* **Required work**: Copy out each line of the records below that contains the word "hand". Upper and lower case count.

[Items from a dataset]
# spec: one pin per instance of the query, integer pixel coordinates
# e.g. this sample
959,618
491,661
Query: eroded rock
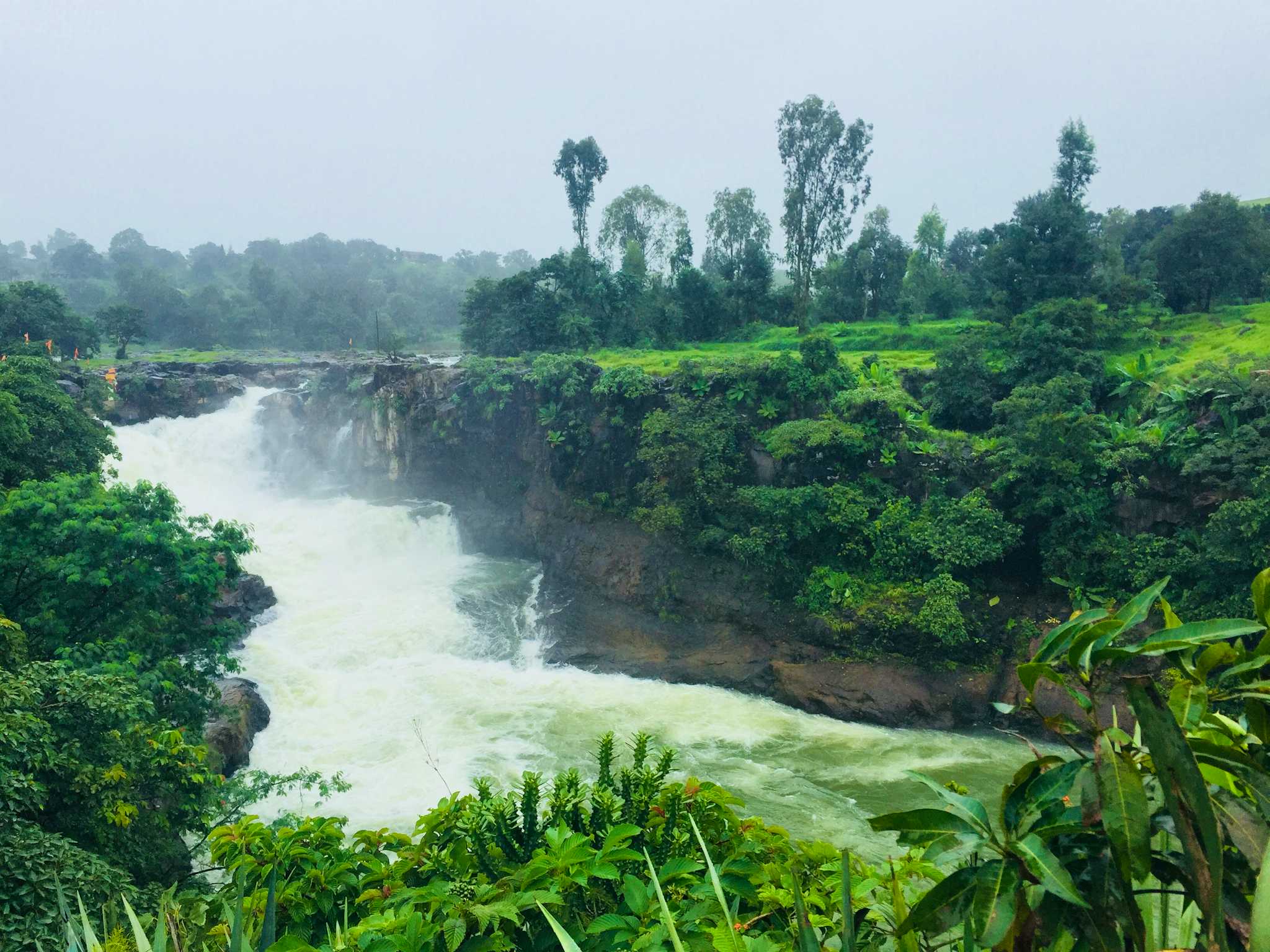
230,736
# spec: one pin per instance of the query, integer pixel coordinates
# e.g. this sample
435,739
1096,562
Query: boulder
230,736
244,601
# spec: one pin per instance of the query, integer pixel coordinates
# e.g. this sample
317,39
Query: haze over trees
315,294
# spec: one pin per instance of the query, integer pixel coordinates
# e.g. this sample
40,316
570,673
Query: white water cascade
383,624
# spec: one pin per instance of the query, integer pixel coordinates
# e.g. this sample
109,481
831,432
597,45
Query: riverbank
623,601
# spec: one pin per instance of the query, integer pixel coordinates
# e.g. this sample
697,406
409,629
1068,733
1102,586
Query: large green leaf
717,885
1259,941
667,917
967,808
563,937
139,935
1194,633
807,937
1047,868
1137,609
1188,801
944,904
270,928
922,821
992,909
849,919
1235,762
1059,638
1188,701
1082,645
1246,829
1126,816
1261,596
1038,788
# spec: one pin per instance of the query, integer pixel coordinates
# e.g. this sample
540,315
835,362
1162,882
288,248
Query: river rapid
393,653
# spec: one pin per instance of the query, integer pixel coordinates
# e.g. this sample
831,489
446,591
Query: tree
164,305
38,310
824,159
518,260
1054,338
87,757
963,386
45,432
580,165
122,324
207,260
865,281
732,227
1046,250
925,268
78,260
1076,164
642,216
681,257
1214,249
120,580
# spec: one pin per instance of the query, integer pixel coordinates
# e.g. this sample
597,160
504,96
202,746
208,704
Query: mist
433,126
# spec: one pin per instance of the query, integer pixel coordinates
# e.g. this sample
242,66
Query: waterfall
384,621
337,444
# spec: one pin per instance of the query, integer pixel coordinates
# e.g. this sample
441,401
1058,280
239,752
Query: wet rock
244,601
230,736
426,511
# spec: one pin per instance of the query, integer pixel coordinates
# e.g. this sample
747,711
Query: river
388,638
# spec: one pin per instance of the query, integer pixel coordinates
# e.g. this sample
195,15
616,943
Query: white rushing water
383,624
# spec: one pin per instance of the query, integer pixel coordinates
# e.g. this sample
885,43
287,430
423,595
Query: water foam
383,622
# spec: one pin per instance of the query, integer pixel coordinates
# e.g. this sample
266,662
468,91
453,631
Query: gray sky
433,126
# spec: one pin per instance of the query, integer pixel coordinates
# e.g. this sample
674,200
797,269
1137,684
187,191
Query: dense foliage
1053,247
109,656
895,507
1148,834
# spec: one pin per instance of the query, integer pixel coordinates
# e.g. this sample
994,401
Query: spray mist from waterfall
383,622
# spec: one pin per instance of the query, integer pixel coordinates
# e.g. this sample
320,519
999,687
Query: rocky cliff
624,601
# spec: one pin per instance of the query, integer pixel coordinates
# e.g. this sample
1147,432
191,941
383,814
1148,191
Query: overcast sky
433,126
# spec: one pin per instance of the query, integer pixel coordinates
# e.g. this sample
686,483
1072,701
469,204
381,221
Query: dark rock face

...

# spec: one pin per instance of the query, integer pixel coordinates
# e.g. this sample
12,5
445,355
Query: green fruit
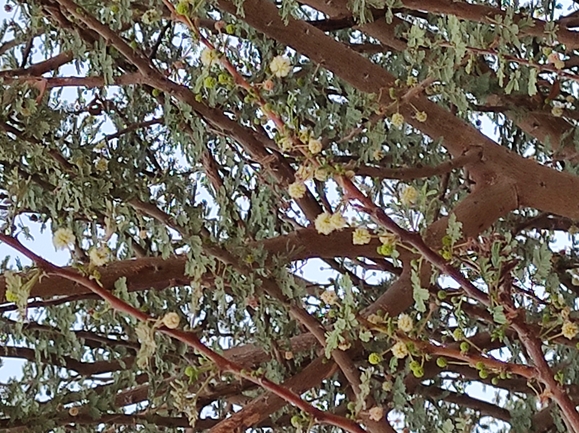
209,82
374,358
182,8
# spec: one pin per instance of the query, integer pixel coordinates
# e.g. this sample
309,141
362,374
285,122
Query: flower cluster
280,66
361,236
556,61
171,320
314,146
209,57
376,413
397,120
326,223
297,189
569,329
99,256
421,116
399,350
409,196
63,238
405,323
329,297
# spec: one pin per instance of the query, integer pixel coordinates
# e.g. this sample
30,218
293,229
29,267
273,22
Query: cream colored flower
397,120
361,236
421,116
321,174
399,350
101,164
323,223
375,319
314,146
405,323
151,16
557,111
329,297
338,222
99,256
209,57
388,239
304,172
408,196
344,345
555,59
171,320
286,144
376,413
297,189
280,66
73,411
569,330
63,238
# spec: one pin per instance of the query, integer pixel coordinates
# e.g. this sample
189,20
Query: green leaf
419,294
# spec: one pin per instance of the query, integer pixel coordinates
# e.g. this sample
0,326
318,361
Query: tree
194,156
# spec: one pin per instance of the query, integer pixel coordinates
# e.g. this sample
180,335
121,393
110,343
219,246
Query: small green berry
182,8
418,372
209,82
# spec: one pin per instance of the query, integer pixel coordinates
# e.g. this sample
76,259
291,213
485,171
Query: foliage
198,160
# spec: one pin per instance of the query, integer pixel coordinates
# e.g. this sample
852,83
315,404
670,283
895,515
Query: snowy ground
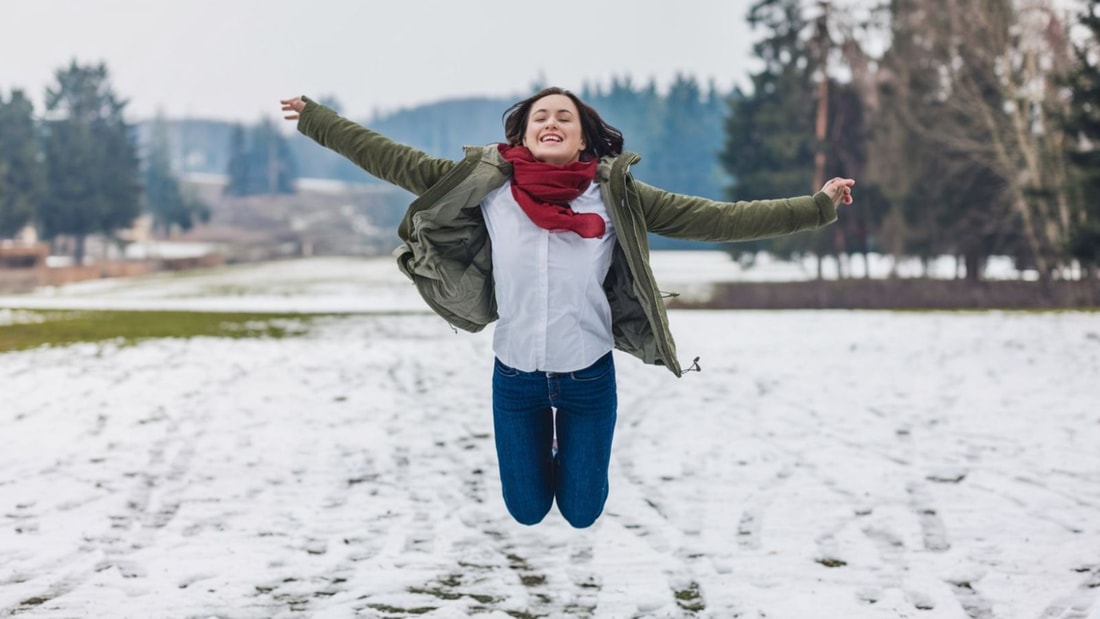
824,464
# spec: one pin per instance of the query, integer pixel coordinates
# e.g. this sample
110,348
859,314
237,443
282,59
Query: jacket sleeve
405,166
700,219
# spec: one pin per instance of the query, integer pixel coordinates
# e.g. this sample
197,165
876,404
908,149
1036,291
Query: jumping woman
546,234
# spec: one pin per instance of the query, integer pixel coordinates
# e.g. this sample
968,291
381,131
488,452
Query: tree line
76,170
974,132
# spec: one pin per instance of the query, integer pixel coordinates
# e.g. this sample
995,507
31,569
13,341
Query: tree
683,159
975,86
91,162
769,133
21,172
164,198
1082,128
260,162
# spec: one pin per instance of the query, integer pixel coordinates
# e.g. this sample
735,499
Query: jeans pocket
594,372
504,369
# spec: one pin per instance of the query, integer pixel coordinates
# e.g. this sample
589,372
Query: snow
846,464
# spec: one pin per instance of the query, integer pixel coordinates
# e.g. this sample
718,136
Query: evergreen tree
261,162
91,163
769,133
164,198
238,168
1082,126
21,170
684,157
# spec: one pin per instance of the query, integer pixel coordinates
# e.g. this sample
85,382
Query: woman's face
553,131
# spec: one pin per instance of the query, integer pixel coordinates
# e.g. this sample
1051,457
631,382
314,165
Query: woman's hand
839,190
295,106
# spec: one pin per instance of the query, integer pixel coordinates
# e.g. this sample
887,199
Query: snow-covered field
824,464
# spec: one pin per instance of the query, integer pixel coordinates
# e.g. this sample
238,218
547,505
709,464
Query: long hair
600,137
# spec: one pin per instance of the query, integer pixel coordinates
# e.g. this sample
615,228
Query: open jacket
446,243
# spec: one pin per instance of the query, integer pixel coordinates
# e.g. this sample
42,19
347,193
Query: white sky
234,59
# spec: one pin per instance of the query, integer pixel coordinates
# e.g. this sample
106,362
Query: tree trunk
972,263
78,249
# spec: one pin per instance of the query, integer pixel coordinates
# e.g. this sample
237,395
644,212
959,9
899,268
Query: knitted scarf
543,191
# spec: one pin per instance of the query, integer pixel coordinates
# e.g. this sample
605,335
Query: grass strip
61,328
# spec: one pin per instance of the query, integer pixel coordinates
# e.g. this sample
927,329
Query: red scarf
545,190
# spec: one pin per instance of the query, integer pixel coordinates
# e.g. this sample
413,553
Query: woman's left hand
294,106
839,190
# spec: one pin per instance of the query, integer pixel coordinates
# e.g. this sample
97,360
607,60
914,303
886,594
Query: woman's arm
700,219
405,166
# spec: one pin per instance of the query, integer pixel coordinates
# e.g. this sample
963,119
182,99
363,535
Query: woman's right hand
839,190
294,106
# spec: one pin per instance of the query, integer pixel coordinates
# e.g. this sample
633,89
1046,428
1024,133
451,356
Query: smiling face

* **Exercise answer**:
Query: woman's hand
Query: woman's left hand
Query: woman's right hand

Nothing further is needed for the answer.